### [Cel ćwiczenia]
Przepisz z materiału fragment od wiersza zawierającego „target: dried cone tip” do wiersza zawierającego „38 192 L 21” włącznie, zamieniając „dried cone tip” na „withered cone tip”. Wszystko inne pozostaw bez zmian.
· · · ·
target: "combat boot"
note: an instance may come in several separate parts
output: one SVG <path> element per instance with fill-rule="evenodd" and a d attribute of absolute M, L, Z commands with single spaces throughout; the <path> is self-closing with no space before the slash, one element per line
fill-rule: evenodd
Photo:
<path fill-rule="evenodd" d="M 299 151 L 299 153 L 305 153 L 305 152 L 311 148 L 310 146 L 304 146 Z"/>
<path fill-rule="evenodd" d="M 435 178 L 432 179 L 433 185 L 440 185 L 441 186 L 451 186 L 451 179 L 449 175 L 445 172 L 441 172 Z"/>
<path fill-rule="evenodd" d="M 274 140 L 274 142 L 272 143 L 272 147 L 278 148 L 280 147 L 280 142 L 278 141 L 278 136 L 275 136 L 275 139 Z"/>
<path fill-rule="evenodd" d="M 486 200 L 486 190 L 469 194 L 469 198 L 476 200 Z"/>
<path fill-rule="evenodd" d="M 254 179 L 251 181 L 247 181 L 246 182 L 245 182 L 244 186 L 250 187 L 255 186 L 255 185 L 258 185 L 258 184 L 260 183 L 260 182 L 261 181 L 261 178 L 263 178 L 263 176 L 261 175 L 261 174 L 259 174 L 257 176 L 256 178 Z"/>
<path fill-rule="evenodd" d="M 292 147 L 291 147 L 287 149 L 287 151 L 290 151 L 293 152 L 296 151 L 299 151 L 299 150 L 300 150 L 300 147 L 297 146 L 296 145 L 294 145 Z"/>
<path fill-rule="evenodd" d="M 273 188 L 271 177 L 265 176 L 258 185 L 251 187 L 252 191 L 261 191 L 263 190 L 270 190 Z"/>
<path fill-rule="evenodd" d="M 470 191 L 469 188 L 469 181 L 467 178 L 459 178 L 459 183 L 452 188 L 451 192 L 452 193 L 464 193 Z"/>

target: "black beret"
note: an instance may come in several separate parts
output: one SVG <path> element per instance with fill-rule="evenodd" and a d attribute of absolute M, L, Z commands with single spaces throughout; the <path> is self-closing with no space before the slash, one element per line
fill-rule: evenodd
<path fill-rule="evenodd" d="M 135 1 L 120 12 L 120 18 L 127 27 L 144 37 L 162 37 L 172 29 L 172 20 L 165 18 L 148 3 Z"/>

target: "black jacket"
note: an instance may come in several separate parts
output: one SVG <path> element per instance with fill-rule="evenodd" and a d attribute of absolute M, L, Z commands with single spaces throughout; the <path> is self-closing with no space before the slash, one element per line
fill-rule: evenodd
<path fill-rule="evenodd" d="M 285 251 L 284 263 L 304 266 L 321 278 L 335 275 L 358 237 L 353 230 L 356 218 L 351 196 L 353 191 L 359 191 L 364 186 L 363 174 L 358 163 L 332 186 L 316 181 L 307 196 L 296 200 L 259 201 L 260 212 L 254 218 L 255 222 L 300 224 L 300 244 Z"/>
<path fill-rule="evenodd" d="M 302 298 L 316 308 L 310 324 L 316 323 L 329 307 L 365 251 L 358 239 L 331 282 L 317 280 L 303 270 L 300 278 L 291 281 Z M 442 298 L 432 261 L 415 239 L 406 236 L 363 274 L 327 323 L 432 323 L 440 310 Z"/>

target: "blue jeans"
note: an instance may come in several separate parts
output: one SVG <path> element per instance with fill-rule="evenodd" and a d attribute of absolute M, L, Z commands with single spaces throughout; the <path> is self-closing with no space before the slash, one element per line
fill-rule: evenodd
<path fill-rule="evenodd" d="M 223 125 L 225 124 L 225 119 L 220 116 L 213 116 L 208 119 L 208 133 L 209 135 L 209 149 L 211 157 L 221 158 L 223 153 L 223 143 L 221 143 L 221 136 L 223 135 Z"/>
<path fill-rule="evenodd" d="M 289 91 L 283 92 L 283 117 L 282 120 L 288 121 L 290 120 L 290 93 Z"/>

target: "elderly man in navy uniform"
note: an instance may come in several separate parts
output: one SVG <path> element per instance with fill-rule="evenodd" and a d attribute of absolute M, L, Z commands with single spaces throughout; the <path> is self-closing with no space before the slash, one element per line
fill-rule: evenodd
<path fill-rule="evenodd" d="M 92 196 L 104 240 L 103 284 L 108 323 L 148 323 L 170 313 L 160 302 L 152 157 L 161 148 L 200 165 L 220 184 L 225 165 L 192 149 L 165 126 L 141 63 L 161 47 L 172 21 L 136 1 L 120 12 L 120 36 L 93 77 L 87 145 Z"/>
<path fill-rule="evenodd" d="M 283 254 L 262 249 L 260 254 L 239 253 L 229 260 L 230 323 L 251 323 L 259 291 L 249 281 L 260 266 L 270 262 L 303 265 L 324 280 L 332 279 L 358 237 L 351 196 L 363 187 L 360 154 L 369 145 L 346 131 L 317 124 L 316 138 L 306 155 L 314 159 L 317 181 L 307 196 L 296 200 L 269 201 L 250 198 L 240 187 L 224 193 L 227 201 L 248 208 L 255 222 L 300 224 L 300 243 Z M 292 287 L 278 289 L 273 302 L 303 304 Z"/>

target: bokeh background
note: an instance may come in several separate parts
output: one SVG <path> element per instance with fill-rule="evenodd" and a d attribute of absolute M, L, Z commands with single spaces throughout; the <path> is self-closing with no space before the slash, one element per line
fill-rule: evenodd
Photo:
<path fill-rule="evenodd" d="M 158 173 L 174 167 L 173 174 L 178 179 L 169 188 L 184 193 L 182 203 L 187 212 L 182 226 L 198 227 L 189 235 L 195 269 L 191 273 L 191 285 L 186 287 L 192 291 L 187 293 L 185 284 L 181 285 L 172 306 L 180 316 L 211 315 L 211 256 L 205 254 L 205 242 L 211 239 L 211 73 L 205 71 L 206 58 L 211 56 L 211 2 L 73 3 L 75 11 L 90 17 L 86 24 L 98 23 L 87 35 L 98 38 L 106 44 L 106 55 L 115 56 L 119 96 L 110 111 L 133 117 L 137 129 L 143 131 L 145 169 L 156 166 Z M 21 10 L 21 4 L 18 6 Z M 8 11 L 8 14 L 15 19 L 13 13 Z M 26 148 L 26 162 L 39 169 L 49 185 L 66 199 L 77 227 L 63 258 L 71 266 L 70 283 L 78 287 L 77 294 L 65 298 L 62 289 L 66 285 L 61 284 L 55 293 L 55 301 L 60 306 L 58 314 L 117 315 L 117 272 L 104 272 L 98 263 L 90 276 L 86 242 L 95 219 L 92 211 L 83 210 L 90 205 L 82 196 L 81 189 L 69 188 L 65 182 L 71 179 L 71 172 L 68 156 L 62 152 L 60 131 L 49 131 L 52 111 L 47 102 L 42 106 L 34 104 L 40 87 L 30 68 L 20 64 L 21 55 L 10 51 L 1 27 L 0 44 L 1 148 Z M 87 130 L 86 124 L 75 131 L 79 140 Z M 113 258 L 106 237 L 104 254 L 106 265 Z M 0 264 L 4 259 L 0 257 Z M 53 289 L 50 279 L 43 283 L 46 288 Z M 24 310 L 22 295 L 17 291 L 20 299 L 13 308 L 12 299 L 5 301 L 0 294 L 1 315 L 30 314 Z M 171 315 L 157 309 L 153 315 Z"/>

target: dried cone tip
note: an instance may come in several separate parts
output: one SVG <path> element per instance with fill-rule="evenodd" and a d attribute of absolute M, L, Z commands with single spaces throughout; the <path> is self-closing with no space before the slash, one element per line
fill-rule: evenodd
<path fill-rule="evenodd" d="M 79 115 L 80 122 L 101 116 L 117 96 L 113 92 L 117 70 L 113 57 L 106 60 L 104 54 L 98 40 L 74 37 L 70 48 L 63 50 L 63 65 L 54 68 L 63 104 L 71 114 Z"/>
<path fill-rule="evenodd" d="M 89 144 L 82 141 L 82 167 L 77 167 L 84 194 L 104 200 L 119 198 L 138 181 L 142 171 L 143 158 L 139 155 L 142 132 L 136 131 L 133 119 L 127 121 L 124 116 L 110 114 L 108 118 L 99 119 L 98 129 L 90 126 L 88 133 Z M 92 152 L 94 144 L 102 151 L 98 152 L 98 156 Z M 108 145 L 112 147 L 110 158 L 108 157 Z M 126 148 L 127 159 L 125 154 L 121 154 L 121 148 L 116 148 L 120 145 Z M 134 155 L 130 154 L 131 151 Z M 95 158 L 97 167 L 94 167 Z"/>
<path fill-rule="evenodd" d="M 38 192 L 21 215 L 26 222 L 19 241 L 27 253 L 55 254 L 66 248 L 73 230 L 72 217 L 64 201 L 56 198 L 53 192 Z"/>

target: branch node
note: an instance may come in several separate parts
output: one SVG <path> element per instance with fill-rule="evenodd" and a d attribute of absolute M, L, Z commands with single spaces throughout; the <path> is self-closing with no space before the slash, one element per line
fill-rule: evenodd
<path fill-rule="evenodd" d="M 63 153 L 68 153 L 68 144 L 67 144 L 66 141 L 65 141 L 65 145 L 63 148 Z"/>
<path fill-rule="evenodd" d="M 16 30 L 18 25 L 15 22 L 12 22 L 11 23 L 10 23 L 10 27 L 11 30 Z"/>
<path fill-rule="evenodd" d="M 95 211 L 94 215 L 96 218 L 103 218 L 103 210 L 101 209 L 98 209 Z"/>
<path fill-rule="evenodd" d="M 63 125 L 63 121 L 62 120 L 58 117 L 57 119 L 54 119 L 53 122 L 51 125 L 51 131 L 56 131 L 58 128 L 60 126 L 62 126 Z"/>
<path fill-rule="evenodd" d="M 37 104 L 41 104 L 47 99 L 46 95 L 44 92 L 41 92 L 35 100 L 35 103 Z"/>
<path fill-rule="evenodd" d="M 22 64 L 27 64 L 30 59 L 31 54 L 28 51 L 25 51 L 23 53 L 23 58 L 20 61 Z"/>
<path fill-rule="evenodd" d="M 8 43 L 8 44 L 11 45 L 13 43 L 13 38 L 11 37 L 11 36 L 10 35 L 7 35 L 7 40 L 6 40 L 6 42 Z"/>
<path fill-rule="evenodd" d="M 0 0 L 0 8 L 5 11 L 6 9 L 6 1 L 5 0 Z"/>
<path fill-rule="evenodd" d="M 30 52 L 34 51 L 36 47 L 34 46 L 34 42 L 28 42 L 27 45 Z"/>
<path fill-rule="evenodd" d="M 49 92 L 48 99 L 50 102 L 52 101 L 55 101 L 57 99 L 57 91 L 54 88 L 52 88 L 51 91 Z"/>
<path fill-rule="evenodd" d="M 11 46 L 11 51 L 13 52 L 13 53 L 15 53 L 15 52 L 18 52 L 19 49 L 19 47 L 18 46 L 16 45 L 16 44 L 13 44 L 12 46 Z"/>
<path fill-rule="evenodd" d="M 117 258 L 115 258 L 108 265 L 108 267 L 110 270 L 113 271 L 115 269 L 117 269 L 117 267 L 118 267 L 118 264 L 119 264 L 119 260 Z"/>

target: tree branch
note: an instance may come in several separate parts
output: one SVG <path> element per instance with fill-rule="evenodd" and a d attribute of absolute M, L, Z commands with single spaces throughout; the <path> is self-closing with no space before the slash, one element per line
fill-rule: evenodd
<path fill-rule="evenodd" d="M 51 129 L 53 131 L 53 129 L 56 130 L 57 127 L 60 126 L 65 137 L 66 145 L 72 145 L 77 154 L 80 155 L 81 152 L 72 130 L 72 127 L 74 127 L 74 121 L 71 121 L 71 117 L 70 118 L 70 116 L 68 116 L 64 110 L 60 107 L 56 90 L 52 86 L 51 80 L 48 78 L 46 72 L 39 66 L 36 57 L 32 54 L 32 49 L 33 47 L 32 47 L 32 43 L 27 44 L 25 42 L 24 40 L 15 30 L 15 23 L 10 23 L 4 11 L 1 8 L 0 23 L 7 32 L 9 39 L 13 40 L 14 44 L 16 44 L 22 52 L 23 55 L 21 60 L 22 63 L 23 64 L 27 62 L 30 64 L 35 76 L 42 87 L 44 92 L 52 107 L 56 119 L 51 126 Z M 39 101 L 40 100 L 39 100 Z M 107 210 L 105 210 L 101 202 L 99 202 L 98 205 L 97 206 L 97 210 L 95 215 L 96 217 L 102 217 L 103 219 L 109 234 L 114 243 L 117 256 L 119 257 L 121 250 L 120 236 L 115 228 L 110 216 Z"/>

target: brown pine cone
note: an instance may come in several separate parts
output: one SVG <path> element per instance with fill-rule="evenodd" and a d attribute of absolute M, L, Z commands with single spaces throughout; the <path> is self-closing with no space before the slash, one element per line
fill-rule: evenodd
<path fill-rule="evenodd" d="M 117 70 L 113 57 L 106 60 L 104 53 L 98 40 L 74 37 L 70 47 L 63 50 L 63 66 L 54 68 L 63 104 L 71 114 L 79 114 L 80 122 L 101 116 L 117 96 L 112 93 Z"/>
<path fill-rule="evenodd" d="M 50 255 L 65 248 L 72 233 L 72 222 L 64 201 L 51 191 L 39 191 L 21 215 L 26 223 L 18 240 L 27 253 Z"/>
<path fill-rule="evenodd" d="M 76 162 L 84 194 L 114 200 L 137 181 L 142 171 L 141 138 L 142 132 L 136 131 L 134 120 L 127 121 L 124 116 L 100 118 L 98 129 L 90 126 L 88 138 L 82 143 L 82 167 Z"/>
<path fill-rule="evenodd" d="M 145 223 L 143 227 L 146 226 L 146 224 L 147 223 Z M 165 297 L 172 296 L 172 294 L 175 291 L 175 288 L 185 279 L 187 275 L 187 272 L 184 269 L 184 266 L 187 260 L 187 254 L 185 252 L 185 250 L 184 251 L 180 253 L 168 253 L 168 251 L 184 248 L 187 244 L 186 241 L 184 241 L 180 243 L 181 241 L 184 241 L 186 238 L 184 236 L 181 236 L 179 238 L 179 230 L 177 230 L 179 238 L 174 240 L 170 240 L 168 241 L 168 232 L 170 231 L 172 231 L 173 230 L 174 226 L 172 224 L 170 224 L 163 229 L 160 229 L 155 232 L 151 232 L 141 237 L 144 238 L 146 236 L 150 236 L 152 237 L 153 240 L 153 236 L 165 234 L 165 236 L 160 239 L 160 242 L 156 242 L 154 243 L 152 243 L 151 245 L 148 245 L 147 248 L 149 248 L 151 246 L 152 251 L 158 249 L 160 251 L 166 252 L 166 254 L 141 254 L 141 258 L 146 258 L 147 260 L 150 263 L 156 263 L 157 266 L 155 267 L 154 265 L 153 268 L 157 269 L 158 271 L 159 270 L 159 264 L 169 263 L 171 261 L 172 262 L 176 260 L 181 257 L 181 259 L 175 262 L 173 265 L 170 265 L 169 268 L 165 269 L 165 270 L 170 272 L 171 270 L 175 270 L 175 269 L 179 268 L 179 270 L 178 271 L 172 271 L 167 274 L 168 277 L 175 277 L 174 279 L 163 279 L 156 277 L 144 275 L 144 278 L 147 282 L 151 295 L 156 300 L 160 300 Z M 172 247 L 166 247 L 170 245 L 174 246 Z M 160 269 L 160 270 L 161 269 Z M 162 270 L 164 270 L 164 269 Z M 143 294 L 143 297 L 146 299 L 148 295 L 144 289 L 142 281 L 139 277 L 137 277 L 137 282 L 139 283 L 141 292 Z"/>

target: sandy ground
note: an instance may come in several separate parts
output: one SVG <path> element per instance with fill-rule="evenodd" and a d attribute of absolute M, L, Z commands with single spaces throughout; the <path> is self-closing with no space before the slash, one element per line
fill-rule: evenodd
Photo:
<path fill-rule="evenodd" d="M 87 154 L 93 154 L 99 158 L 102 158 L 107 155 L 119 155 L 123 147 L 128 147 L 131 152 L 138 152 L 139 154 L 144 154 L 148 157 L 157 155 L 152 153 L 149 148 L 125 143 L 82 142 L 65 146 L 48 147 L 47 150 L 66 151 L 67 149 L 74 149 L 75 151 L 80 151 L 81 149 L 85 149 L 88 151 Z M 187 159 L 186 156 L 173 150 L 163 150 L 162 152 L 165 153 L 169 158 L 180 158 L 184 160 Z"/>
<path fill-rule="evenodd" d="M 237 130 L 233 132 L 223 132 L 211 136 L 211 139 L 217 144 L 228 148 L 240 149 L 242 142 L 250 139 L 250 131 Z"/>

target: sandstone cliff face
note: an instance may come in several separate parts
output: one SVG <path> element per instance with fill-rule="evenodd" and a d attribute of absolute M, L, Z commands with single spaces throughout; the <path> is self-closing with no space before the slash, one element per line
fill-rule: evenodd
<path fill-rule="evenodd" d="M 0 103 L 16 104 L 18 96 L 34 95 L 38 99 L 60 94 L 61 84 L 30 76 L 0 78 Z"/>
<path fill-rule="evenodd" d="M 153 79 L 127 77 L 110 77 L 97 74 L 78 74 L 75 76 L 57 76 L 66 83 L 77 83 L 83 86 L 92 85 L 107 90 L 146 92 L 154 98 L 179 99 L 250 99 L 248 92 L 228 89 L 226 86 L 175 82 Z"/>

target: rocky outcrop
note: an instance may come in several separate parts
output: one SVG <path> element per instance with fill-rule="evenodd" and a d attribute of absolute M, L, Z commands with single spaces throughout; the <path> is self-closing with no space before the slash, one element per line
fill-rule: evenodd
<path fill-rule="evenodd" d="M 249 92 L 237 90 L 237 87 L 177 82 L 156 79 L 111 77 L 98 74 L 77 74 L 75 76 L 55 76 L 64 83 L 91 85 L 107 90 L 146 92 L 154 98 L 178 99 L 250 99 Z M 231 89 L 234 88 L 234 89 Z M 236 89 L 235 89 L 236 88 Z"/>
· · · ·
### [Gotowe ćwiczenie]
target: withered cone tip
note: an instance may come in several separate parts
output: one SVG <path> element per instance with fill-rule="evenodd" and a d attribute of absolute M, L, Z commands with single spaces throughout; the <path> is self-closing with no space before the slash, one element per line
fill-rule: evenodd
<path fill-rule="evenodd" d="M 79 115 L 80 122 L 101 116 L 117 96 L 113 92 L 117 70 L 113 57 L 106 60 L 104 54 L 98 40 L 74 37 L 70 48 L 63 50 L 63 65 L 54 68 L 63 104 L 71 114 Z"/>
<path fill-rule="evenodd" d="M 89 144 L 82 141 L 82 167 L 77 167 L 84 194 L 104 200 L 119 198 L 138 181 L 142 171 L 143 158 L 139 155 L 142 132 L 136 131 L 133 119 L 127 121 L 124 116 L 110 114 L 108 118 L 99 119 L 98 129 L 90 126 L 88 133 Z M 92 152 L 94 144 L 102 151 L 98 152 L 98 156 Z M 108 145 L 112 147 L 110 158 L 108 157 Z M 126 148 L 127 159 L 125 154 L 121 154 L 121 148 L 116 148 L 120 145 Z M 134 155 L 130 154 L 131 151 Z M 95 158 L 97 167 L 94 167 Z"/>
<path fill-rule="evenodd" d="M 38 192 L 21 215 L 26 222 L 19 241 L 27 253 L 55 254 L 66 248 L 73 230 L 72 217 L 64 201 L 56 198 L 53 192 Z"/>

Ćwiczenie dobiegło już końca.